**INFORMATION PROVIDED**

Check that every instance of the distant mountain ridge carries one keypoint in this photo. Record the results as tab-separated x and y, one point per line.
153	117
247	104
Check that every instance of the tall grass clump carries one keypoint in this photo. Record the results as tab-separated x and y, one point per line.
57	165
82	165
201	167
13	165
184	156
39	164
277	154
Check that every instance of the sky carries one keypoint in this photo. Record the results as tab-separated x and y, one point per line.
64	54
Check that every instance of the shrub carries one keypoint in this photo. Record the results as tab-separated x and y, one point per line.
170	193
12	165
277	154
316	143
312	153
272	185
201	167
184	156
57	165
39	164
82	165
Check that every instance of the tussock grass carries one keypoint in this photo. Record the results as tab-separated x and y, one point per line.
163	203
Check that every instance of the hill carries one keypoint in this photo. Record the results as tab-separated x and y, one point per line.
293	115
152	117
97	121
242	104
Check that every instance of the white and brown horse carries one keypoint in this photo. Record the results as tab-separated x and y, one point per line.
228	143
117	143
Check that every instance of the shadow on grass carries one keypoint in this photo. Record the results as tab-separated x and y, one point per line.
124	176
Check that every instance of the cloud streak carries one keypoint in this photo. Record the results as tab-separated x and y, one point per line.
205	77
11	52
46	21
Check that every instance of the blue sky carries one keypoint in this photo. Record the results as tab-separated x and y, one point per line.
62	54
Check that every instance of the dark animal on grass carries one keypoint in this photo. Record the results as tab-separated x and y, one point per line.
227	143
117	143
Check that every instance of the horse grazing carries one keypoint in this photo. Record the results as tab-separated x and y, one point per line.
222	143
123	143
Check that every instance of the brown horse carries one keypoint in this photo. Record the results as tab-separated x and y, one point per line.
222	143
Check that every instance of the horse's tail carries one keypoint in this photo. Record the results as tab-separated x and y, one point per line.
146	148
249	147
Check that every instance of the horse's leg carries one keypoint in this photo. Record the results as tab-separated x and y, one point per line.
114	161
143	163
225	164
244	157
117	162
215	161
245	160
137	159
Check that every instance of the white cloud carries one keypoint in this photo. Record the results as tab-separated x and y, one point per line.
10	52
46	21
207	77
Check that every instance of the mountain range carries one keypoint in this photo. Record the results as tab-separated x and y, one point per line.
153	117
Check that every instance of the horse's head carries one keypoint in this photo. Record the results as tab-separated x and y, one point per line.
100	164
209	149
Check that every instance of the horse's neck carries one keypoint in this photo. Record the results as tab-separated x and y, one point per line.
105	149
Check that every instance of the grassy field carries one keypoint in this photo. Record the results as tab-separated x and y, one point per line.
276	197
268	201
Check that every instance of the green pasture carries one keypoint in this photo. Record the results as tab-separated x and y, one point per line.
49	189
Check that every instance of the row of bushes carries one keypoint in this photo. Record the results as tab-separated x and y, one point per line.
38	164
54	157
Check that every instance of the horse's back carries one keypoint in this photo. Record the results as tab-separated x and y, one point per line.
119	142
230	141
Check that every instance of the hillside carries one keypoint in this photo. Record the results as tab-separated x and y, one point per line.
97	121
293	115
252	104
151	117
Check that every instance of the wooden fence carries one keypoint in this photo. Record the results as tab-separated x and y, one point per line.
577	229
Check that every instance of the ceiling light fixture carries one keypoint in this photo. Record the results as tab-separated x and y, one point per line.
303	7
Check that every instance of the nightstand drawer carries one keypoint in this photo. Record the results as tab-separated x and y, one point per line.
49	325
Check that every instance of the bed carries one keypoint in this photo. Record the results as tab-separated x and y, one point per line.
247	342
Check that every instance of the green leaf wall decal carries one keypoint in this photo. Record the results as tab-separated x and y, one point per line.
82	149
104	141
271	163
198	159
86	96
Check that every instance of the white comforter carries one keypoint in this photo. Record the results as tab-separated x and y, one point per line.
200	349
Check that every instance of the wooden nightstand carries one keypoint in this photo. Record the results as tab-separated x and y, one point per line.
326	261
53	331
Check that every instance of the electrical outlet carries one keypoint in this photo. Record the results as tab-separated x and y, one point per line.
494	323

**WHAT TO PRODUCE**
Print only the lines from the one with "Check that every instance of the green leaf" to the end of the records, both included.

**COMPLETED EXERCISE**
Check that every instance of the green leaf wall decal carries one keypoint in this photo. Record the results as tab-separated x and y, one point per line.
82	149
104	141
271	163
198	159
86	96
Check that every instance of the white comforter carries one keypoint in this photo. Record the results as tab-separated x and y, one point per line.
200	349
Check that every instance of the wooden nightstand carries one keypoint in this photo. Record the results as tab-separated x and y, one point per line.
326	261
53	331
Check that every instance of the electrical outlet carries one keypoint in this photo. Record the results as tab-separated x and y, one point per line.
494	323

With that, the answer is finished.